§ **GIVEN TASK**: Rewrite the records from the line with "# point at: man" through the end of the records, keeping every request line. In each answer, multiply both coordinates by 2.35 and round them to whole numbers, with halves rounded up.

§ **DATA EXCERPTS**:

[START]

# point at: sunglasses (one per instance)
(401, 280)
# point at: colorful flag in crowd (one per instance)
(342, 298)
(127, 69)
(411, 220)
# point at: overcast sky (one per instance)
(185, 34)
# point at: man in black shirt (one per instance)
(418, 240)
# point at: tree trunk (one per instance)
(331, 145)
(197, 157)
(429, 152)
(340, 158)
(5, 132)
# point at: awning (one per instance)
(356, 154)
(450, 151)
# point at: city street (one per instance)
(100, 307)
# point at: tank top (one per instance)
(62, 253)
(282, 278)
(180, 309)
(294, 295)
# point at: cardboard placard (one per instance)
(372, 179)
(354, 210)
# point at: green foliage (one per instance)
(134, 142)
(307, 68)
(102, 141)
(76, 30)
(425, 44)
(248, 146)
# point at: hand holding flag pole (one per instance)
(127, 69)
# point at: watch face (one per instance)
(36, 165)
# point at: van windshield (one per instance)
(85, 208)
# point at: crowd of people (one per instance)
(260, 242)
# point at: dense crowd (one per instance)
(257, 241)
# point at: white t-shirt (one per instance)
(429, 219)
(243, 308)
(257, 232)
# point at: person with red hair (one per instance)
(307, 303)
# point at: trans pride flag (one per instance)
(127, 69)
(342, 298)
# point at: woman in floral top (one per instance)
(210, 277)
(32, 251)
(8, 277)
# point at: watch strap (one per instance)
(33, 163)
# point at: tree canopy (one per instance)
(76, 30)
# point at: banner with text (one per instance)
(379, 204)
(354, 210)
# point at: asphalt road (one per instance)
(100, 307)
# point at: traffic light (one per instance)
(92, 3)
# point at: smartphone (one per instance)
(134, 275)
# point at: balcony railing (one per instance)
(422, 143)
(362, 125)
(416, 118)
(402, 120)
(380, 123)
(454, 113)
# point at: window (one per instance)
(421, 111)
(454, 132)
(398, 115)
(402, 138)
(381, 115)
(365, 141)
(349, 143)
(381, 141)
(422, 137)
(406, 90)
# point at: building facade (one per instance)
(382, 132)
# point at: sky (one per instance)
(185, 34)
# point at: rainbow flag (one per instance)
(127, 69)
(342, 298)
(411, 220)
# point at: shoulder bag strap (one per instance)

[END]

§ **REPLY**:
# point at: man in black shirt (one per instance)
(982, 564)
# point at: tree trunk (one per instance)
(778, 341)
(463, 369)
(1008, 357)
(799, 371)
(12, 310)
# point at: awning (one per instance)
(837, 362)
(1058, 355)
# point at: city street (one per instance)
(235, 721)
# point at: tank top (one per instance)
(146, 595)
(663, 653)
(423, 726)
(691, 693)
# point at: cardboard placard (one per instance)
(874, 421)
(832, 494)
# point at: green foliage (one per instance)
(315, 334)
(721, 160)
(240, 331)
(179, 71)
(999, 103)
(583, 343)
# point at: hand holding flag pole (one per instance)
(298, 162)
# point at: watch face (one per instance)
(85, 388)
# point at: van windshield (one per instance)
(200, 489)
# point at: crowd of people (one per instance)
(611, 569)
# point at: dense crowd (one per instance)
(604, 566)
# point at: white t-shirt (one per instance)
(1008, 515)
(571, 724)
(604, 545)
# point at: person with red hair (one per instance)
(721, 712)
# point at: trans pride flag (one per instance)
(298, 162)
(804, 700)
# point at: woman in floral top (one per instance)
(494, 651)
(75, 590)
(19, 651)
# point at: watch strap (one per instance)
(78, 383)
# point at: tree canopy (one per instance)
(179, 71)
# point at: banner with text (one per instance)
(891, 479)
(832, 494)
# point at: asphalt road (one per instance)
(235, 721)
# point at: traffic light (one per instance)
(216, 7)
# point at: smartphone (one per instance)
(315, 646)
# point at: balcony railing (one per instance)
(992, 336)
(851, 294)
(978, 277)
(945, 282)
(893, 289)
(1067, 266)
# point at: window (one per instance)
(989, 261)
(1067, 310)
(935, 270)
(945, 324)
(895, 270)
(858, 331)
(820, 336)
(895, 331)
(992, 322)
(954, 212)
# point at: building facade (one per instance)
(898, 310)
# point at: sky (one per instance)
(435, 80)
# point at: rainbow flag (one per instance)
(298, 162)
(804, 700)
(966, 517)
# point at: shoulder bag strap (one per instance)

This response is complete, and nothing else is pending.